What the task requires:
Repeat word for word the stretch of the chapter on mining change histories from "Brief abstract/introduction/motivation. State" through "mine past changes.".

---- Passage provided

Where the Bugs are

 This chapter is work in progress ("beta"). It is incomplete and may change at any time.

Brief abstract/introduction/motivation. State what the chapter is about in 1-2 paragraphs. Then, have an introduction video:

from bookutils import YouTubeVideo
# YouTubeVideo("w4u5gCgPlmg")

Prerequisites

import bookutils

Mining Change Histories

We can mine past changes.

from pydriller import RepositoryMining  # https://pydriller.readthedocs.io/
import pickle
REPO = 'https://github.com/uds-se/debuggingbook.git'
# REPO = '..'
class ChangeCounter:
    def __init__(self, repo, filter=None, log=False, **kwargs):
        self.repo = repo
        self.log = log

        if filter is None:
            filter = lambda m: True
        self.filter = filter

        self.changes = {}
        self.messages = {}
        self.sizes = {}
        self.hashes = set()

        self.mine(**kwargs)
class ChangeCounter(ChangeCounter):
    def mine(self, **kwargs):
        miner = RepositoryMining(self.repo, **kwargs)

        for commit in miner.traverse_commits():
            for m in commit.modifications:
                m.hash = commit.hash
                m.committer = commit.committer
                m.committer_date = commit.committer_date
                m.msg = commit.msg

                if self.filter(m):
                    self.update_stats(m)
class ChangeCounter(ChangeCounter):
    def update_stats(self, m):
        if not m.new_path:
            return

        node = tuple(m.new_path.split('/'))

--------
---- Given data

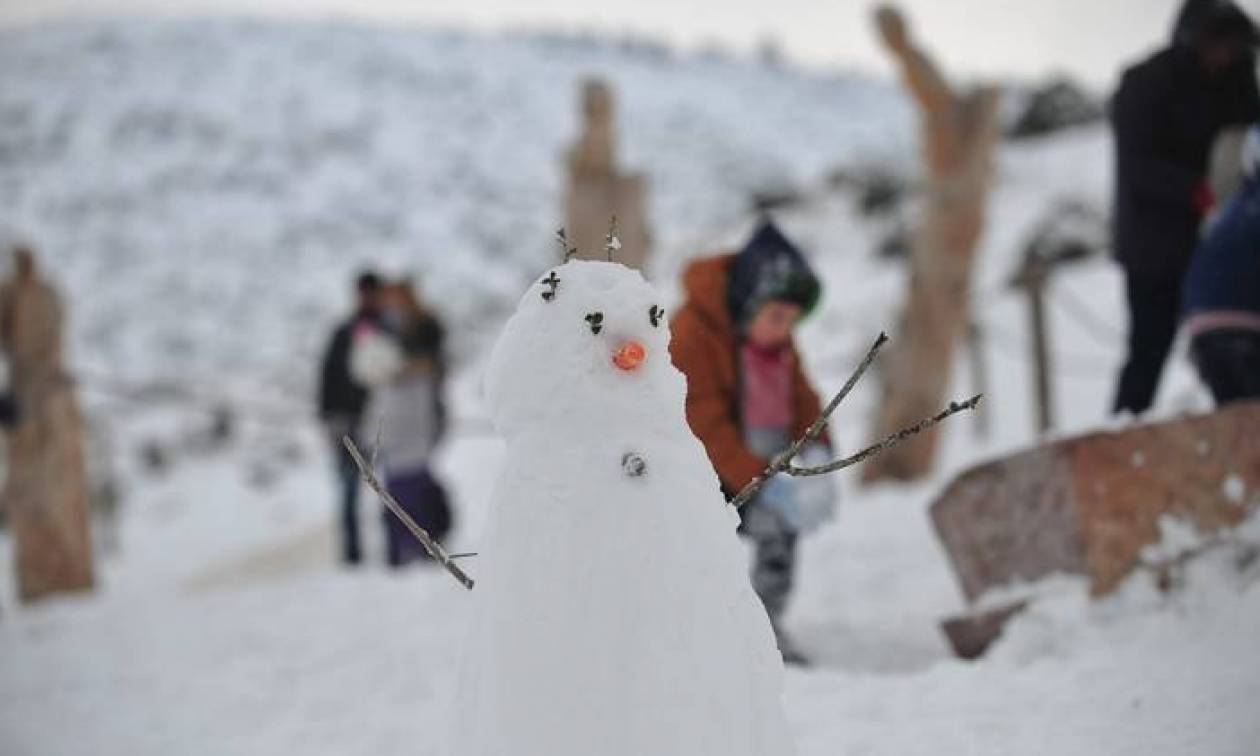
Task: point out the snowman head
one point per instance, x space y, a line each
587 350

--------
---- Given data

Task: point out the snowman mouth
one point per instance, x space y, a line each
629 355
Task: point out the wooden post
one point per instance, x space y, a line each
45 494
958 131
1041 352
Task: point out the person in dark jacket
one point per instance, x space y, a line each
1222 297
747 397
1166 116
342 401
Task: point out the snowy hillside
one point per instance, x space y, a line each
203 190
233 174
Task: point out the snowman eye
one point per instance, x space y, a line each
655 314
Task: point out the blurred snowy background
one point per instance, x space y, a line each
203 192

--------
---- Given data

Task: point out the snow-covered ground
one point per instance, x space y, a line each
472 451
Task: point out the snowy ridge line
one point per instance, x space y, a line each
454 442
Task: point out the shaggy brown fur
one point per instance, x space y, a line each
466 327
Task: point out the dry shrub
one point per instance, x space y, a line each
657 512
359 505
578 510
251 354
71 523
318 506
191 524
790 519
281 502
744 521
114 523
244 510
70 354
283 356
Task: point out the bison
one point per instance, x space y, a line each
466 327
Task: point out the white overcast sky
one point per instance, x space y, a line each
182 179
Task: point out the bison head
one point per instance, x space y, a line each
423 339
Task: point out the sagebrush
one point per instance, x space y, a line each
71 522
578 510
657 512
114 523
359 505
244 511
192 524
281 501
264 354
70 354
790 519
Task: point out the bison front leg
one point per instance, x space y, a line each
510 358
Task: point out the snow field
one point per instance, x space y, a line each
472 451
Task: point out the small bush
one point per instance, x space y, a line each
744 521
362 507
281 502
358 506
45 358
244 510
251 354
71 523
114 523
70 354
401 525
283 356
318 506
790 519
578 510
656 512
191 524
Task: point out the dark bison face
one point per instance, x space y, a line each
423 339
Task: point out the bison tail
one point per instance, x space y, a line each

--------

Final result:
Brief abstract/introduction/motivation. State what the chapter is about in 1-2 paragraphs. Then, have an introduction video:

from bookutils import YouTubeVideo
# YouTubeVideo("w4u5gCgPlmg")

Prerequisites

import bookutils

Mining Change Histories

We can mine past changes.